Segment Start: Listed records
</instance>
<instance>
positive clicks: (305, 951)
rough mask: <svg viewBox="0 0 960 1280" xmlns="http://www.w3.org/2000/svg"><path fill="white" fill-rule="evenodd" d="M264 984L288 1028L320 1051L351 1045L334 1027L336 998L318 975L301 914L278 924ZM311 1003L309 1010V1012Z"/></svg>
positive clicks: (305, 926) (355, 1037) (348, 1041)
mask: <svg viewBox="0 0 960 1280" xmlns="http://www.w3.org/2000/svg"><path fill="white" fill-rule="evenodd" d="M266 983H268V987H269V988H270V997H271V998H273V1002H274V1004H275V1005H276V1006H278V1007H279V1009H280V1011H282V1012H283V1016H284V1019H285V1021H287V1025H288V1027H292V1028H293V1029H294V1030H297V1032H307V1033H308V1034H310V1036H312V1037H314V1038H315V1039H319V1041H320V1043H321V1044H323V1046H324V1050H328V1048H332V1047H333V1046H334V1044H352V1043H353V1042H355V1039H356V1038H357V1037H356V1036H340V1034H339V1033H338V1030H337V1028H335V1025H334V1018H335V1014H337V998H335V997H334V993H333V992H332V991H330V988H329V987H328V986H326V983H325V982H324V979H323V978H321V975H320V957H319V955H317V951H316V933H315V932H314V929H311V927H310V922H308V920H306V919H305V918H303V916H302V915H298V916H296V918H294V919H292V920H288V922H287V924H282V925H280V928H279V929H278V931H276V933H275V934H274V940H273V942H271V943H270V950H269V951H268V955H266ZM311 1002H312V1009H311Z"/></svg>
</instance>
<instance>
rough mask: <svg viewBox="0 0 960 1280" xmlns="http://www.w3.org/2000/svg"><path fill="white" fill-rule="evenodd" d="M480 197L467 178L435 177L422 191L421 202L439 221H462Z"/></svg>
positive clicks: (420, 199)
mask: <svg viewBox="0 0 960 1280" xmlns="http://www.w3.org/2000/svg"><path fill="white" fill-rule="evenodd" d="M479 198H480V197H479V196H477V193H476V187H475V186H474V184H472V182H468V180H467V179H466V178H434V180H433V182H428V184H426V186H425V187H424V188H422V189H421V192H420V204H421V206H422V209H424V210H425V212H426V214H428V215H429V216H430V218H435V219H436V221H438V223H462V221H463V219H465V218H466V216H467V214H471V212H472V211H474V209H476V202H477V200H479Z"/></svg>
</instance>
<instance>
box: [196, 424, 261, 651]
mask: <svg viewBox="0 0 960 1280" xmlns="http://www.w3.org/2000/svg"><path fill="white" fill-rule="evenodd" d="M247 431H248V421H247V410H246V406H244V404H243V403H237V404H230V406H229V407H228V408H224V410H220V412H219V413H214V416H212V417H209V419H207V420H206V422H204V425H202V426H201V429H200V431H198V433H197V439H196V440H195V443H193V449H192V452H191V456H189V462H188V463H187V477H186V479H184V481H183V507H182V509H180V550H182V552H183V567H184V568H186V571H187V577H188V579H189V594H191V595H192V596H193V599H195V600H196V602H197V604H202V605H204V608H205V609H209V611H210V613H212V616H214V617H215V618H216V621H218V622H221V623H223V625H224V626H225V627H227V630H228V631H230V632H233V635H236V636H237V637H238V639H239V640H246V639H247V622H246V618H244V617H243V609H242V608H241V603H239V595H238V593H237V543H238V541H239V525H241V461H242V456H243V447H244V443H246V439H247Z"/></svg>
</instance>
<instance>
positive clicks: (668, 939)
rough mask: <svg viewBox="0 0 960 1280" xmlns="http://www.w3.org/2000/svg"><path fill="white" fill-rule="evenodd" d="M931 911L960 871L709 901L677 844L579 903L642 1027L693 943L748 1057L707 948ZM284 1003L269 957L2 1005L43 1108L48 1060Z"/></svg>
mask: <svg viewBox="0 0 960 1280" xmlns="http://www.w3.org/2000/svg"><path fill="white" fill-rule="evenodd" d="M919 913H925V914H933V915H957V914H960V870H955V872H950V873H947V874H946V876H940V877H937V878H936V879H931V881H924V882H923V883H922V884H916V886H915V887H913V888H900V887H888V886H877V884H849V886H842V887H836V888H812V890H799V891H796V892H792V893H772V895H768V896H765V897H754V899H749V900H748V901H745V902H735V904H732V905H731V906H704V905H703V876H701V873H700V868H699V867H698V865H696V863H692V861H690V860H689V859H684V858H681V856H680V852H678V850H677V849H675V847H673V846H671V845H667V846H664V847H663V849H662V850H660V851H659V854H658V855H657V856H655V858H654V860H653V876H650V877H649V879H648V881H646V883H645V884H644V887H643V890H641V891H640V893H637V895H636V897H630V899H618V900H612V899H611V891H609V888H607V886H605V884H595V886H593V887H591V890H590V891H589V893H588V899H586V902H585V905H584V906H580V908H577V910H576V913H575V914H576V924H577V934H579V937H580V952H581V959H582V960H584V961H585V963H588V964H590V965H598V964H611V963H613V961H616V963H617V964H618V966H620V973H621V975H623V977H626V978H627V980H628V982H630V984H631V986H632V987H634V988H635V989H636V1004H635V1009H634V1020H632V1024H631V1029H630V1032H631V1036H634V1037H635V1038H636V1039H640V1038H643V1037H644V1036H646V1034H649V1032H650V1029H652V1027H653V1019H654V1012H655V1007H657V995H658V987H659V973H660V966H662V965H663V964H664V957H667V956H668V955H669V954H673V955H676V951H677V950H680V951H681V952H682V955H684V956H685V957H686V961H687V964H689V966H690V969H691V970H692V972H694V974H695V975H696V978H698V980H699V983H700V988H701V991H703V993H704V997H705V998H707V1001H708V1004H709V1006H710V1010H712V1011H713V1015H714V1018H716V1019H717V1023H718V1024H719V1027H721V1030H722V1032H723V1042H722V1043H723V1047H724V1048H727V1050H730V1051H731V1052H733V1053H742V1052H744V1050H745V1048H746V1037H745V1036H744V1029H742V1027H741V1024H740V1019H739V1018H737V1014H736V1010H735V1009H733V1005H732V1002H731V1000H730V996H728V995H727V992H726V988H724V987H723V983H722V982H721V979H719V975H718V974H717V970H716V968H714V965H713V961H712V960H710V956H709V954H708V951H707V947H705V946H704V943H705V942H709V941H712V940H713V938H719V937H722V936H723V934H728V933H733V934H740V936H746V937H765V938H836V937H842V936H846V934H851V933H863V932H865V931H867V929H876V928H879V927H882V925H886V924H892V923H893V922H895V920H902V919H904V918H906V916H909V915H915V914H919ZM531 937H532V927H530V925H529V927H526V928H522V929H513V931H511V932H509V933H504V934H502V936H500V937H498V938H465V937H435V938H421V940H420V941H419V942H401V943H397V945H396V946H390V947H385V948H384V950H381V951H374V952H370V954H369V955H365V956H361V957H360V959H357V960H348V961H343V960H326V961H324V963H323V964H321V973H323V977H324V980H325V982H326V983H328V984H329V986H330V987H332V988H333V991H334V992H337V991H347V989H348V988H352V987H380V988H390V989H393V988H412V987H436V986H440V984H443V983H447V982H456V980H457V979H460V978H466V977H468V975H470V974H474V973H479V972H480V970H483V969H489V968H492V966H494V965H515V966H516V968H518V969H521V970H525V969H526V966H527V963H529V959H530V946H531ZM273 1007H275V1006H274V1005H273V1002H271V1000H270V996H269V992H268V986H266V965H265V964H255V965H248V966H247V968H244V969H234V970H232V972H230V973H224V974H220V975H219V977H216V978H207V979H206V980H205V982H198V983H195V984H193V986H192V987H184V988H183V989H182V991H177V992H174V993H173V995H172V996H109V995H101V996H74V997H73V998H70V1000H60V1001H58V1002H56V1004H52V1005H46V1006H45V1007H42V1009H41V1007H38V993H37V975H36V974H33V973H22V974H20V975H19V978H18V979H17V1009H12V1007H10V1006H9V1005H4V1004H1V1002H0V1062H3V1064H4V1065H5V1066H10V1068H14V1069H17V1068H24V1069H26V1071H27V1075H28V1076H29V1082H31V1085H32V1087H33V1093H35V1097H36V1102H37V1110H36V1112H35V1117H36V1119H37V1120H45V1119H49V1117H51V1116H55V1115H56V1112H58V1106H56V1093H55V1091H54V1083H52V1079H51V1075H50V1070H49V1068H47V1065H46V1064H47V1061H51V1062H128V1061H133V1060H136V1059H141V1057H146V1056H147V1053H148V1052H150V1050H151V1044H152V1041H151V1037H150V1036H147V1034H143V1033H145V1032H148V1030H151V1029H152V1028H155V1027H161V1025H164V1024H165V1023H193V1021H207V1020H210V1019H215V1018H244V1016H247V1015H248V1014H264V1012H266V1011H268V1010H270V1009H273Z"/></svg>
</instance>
Segment End: Listed records
_Task objective_:
Write out the records word for word, from the first line through the line containing "positive clicks: (305, 926)", including that line.

_Solution_:
</instance>
<instance>
positive clicks: (305, 951)
rough mask: <svg viewBox="0 0 960 1280" xmlns="http://www.w3.org/2000/svg"><path fill="white" fill-rule="evenodd" d="M264 984L288 1028L320 1051L351 1045L334 1027L336 998L318 975L301 914L278 924ZM311 1003L309 1010V1012Z"/></svg>
positive clicks: (305, 926) (355, 1037) (348, 1041)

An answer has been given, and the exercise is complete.